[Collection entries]
══════
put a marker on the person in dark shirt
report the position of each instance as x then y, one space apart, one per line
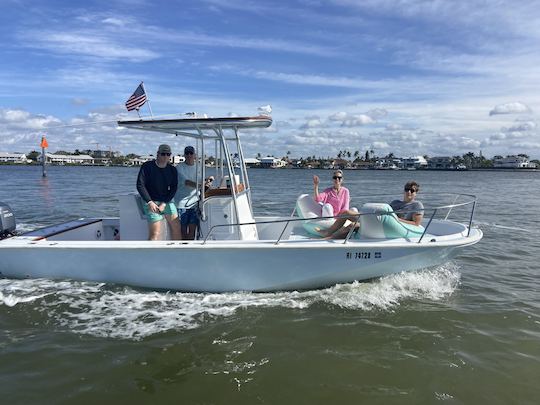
157 183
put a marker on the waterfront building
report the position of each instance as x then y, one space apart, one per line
55 159
388 164
13 157
272 162
252 162
145 158
414 162
440 162
513 162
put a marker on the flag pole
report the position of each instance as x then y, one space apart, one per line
43 158
147 100
44 145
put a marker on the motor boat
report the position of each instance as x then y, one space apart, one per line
234 250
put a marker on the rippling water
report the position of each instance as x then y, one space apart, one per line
464 332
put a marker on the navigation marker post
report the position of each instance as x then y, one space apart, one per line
44 145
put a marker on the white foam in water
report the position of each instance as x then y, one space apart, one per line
98 310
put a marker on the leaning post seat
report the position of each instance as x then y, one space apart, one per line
378 221
306 207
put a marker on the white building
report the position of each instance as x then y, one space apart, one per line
252 162
513 162
67 159
414 162
140 160
272 162
440 162
13 157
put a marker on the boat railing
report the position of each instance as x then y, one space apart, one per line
355 218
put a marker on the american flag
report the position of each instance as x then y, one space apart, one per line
137 99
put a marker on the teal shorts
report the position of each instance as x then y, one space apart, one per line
170 209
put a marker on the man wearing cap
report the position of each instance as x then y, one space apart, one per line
186 195
157 184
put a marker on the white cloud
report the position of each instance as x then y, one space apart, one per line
357 120
521 127
510 108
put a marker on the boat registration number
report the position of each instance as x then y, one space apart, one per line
363 255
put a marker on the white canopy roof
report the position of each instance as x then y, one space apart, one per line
178 126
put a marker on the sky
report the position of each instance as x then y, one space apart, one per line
409 77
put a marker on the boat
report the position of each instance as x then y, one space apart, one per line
235 250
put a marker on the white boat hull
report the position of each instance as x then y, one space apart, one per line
221 266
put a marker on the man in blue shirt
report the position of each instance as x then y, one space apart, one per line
157 184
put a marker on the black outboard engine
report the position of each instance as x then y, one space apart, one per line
7 221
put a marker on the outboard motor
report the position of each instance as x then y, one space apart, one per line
7 221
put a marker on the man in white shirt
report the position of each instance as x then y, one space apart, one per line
187 195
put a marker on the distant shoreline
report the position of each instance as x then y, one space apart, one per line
483 169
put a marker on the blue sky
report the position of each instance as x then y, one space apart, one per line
405 76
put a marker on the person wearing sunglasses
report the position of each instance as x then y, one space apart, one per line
157 183
187 196
403 218
335 199
409 210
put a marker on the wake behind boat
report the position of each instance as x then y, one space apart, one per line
235 250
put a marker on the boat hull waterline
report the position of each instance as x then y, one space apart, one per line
223 266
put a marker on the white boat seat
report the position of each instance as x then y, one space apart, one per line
306 207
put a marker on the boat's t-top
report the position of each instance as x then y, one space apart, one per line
230 203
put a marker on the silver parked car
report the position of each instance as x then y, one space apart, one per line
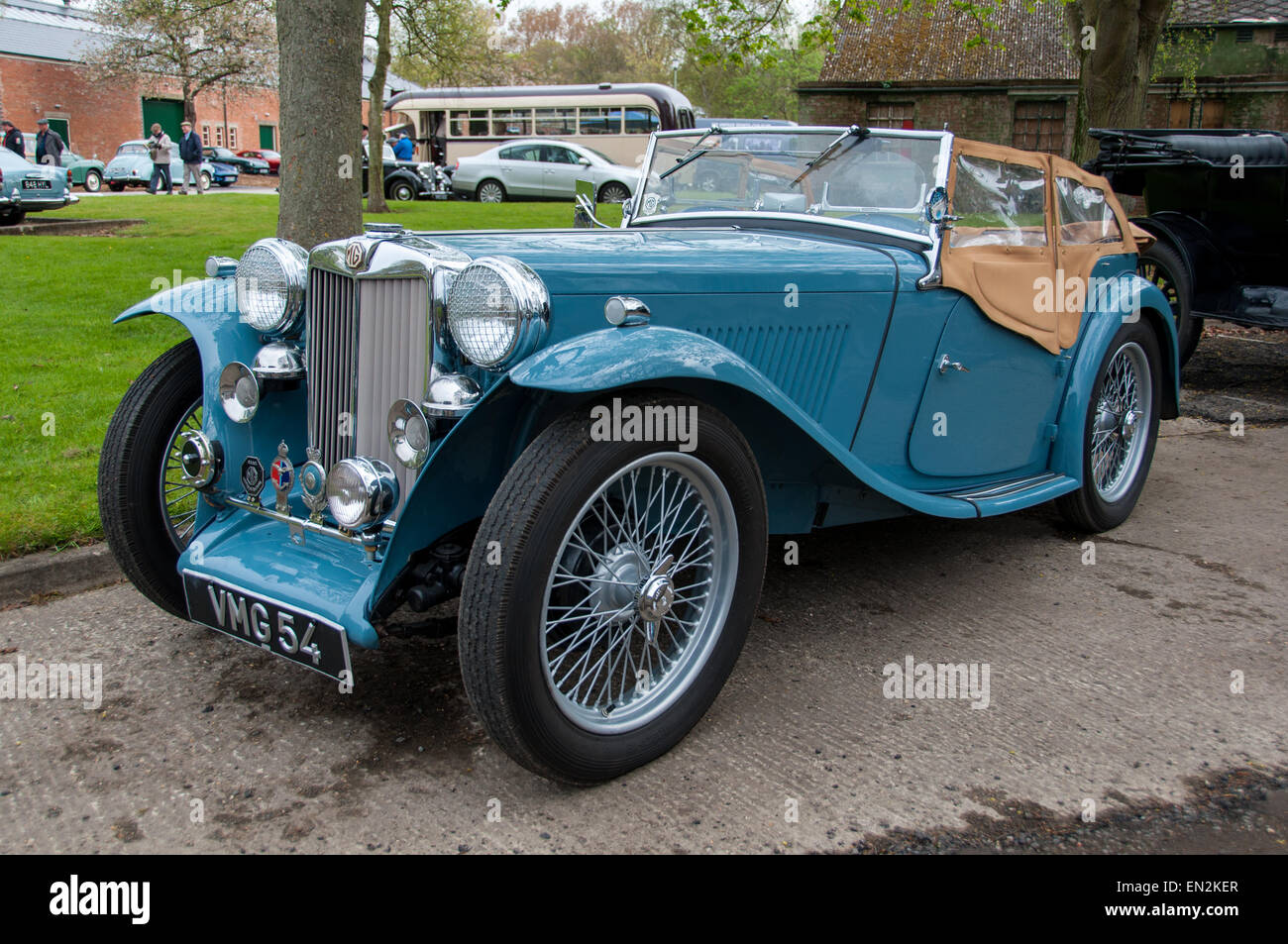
539 167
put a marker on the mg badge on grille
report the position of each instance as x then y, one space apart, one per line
353 256
253 479
282 472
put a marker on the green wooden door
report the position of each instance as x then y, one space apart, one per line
165 112
60 127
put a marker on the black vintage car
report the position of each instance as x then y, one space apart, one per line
1216 204
408 180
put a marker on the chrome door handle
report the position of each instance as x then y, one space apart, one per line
944 364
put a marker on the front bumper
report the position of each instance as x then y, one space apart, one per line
292 566
34 204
══════
*What you need to do*. Copy out all of the material above word for word, omitting the pictures.

*Solution*.
put a marker on the person in dark shirt
report the position of each instance as x then y, one space apart, one per line
157 183
put a marker on the waterfront building
report the position of each instance as x then y, one space apart, one per line
55 159
388 164
13 157
272 162
252 162
145 158
414 162
440 162
513 162
put a marker on the flag pole
report the position of each instance as x then y, one space apart, one per line
43 158
147 100
44 145
put a marker on the motor boat
report the position of each instance as x then y, one space apart, one per line
234 250
put a marker on the rippling water
report the position of each instance as x then y, one space apart, one per line
464 332
put a marker on the navigation marker post
report the position of each instance as x then y, one space apart, one per line
44 145
put a marker on the white foam in water
report the position of each instance as x then y, one space apart, one per line
98 310
put a marker on the leaning post seat
report the position of each instance as x then y, one space apart, one per line
378 221
306 207
put a marker on the white building
report the position of each instance as x then y, one space apart, one per line
252 162
513 162
67 159
414 162
140 160
272 162
440 162
13 157
put a marker on the boat railing
report the position of each instance as x then y, one space apart, one per line
355 218
put a marker on the american flag
report the position of each instance as x then y, one space apart, one per line
137 99
put a marker on the teal shorts
report the position of each instance as x then y, one space apart, one per line
170 209
put a marker on the man wearing cap
report the position of each instance as x then y, one space apart, one per line
186 195
157 184
put a marker on the white cloud
report the position of each instance as x then y, one space apart, one per line
357 120
521 127
510 108
put a marker on the boat registration number
report the position of each instance as x then y, one space apart, one per line
363 255
put a marker on the white canopy roof
report the position of each instance as x then y, one space apart, one per line
178 126
put a marker on the sky
report the position of each instance as x then y, one space apart, one per line
409 77
put a marker on the boat
report the position of each instance as x then y, one space apart, one per line
235 250
put a marker on the white boat hull
report the position of each instance as x then y, one space apart, one per line
221 266
put a marker on the man in blue shirt
report the position of each instance as x then y, one space apart, one per line
157 184
put a marker on the black outboard engine
report the position of each instance as x then y, one space apart, one per line
7 221
put a marker on the outboard motor
report the position of each instance as x then y, one space apart, one per line
7 221
put a marker on the man in white shirt
report the position of each instance as x then y, one space apart, one per line
187 195
put a marker on the distant shoreline
report the position of each instance as x then y, one space apart, one per line
483 169
put a marker on the blue sky
report the position of each instance as x then y, one space apart, one per line
405 76
put a marker on the person wearing sunglasses
report the position of each instance as x then y, one space apart, one per line
157 183
187 196
403 218
335 199
409 210
put a marker on the wake behind boat
report the position of each instance as x then y, one space apart, one per line
235 250
put a marker on the boat hull waterline
report the position of each instance as x then y, one space apart, one per line
223 266
put a marker on the white boat seat
report the position of each instance as x then y, one space apart, one per line
306 207
put a marker on the boat's t-top
report the position of each instance as x then y, one space apart, one per line
230 203
put a marker on the silver parked car
report the position of each instance as x then y, one space apart, one per line
539 167
put a marker on the mg badge on grille
report the position of each instance as x then y, one space apart, one per line
353 256
253 479
282 472
put a marker on the green wooden door
report the position of each instance as x then y, one space apart, one per line
165 112
60 127
put a marker on the black vintage car
report the position of each instance as x then y, one space apart, one per line
1216 204
408 180
put a marker on the chrome door handle
report the position of each instance as x then y, one space apart, one per line
944 364
put a marker on the front bumper
report the position of each instance as x then y, one space apart, one per line
292 566
34 204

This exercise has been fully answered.